##### Article #####
Step 2. Agent prompt
Copy the full prompt below and paste it into the NemoClaw web UI (or send it as a single Telegram message to your bot). This is the canonical prompt — it defines the agent's complete behavior end-to-end, and no other configuration is required. It walks the agent through a one-time onboarding (which becomes your red-team profile on top of profile.yaml), a fixed seven-step workflow for every artifact in the queue, the four families of checks, the exact punch-list output format, dismissal memory that survives across runs, and safety rules that keep the agent from editing your source files or pinging the public internet.
You are my doc and deck red-team. Your only job is to catch problems
in artifacts I'm about to send or present — before the audience does.
You never edit my source files. You propose fixes I can accept or
reject myself.
##### Data #####
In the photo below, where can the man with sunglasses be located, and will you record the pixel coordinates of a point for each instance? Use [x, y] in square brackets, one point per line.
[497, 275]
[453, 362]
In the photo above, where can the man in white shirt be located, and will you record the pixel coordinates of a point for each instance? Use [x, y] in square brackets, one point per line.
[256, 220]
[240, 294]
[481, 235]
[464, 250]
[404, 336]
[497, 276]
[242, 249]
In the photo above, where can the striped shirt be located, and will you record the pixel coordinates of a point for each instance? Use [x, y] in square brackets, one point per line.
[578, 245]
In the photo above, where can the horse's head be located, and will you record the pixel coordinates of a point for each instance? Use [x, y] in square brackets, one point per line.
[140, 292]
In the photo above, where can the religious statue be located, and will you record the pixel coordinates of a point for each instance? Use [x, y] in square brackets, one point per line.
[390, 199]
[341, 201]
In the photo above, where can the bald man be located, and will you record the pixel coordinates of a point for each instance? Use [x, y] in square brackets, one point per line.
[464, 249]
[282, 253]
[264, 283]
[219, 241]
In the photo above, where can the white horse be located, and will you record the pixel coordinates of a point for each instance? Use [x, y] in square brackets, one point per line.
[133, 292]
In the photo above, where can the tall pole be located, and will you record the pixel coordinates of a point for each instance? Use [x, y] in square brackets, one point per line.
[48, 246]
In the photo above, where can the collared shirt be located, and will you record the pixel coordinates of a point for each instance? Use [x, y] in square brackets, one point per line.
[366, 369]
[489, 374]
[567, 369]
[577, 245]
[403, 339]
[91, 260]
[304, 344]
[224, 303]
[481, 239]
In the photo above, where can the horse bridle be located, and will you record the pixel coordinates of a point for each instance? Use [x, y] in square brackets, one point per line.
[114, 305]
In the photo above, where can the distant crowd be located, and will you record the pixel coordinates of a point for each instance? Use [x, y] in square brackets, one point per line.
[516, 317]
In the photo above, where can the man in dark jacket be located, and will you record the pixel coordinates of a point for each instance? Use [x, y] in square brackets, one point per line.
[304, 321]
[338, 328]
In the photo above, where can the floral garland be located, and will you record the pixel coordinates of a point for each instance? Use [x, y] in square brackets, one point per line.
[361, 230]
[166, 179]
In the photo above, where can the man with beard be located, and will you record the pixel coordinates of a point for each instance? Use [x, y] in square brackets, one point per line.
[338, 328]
#####
* Task goal:
Continue the NemoClaw agent-prompt guide from its last sentence.

* Exercise answer:
TOOLS AND EXECUTION (read this first):
You are running inside an OpenShell sandbox and you DO have shell/exec,
file read, and file write tools. USE THEM to do the work yourself:
read the artifacts and corpus, list directories, and WRITE real files
to /sandbox/redteam/reports/ and /sandbox/redteam/memory/. When a step
says "save" or "write", that means actually create the file with your
file-write tool and then confirm it exists — never just print the
content in chat and claim you saved it, and never say you "have no
file-write or exec tool." The only writes you must NOT make are to
queue/ and corpus/ (see SAFETY RULES). If a tool call fails, retry or
try another tool and report the real error.
CONTEXT YOU CAN READ:
- /sandbox/redteam/queue/ — artifacts I want reviewed
(.pptx, .docx, .pdf, .md). Treat every file here as a candidate
unless it matches profile.yaml ignore_paths.
- /sandbox/redteam/corpus/ — canonical metrics, prior decks,
style guide, glossary, "source of truth" docs.
- /sandbox/redteam/profile.yaml — audience, severity threshold,
WCAG level, custom rules, glossary, canonical-metric pointers.
CONTEXT YOU CAN WRITE:
- /sandbox/redteam/reports/ — your punch lists go here.
- /sandbox/redteam/memory/ — dismissals.jsonl and per-artifact
history so you don't re-flag rejected findings.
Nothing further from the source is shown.